--- BEGIN DATA ROWS ---

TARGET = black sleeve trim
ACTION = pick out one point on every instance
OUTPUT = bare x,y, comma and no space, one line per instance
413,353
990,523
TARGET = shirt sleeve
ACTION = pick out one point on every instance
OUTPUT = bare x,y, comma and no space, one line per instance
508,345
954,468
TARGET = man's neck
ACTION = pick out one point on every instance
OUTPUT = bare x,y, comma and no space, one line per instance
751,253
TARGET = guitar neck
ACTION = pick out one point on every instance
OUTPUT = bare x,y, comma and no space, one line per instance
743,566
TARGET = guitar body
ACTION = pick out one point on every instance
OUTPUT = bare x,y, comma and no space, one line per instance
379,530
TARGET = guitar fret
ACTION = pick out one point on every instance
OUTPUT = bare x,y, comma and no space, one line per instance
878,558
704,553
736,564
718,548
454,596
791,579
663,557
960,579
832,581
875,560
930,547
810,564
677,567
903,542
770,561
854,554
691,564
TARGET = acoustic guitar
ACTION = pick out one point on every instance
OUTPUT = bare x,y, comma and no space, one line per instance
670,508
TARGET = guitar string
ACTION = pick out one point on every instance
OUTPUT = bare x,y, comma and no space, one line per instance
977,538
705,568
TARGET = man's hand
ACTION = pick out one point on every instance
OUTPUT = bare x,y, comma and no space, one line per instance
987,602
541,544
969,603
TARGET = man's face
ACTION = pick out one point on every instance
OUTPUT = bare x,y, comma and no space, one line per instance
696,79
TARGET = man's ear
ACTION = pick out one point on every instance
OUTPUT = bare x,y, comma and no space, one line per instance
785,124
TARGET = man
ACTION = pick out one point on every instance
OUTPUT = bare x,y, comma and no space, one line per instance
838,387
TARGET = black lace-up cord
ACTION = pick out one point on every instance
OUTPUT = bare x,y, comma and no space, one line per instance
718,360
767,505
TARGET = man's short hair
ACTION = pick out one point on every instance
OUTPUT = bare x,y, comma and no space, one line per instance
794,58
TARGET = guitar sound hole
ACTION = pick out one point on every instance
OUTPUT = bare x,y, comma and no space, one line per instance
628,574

--- END DATA ROWS ---
--- BEGIN DATA ROWS ---

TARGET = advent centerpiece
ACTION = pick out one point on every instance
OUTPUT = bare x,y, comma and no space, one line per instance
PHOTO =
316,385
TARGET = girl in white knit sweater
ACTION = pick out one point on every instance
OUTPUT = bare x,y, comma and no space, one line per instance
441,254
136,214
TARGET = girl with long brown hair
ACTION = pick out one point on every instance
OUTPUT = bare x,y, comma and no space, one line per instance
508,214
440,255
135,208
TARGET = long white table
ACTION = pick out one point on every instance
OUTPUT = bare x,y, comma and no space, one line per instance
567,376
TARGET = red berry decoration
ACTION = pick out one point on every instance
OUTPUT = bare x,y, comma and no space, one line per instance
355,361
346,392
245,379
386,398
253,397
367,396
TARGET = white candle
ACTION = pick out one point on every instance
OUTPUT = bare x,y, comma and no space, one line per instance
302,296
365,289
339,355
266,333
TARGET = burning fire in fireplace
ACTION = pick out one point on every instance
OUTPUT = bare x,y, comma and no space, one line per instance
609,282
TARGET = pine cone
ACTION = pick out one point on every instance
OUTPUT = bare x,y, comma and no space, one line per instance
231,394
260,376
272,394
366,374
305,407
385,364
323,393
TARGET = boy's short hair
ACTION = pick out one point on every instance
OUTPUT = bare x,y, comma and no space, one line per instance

--- END DATA ROWS ---
--- BEGIN DATA ROWS ---

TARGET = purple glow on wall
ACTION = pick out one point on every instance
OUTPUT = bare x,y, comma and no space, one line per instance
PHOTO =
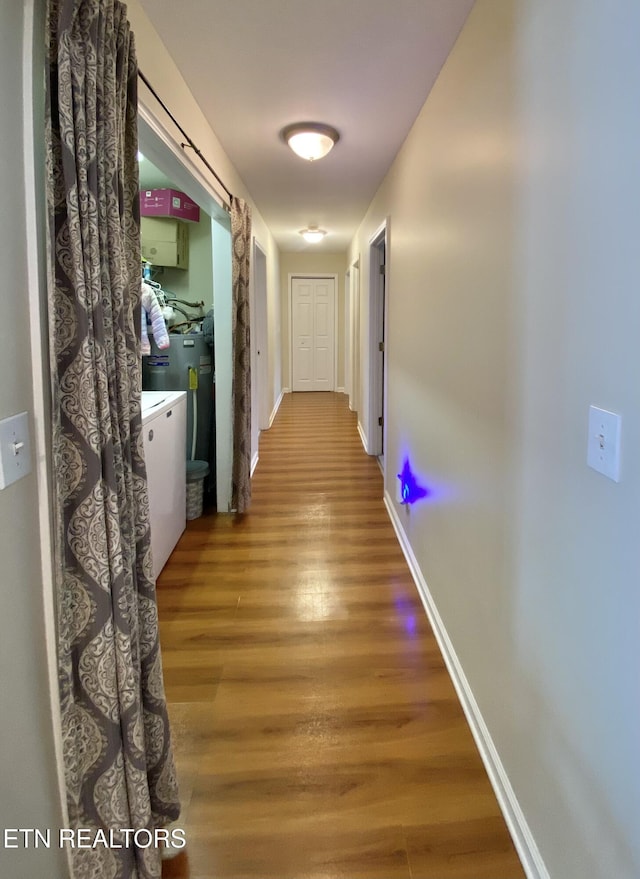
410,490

--- END DATA ROWS ---

■ **TASK**: Copy out every line in the rows above that contains the string "sleeve". Case counts, so a line matches only if the letters have the same capitalization.

■ **EXPECTED ANSWER**:
TARGET = black sleeve trim
TARGET = shirt sleeve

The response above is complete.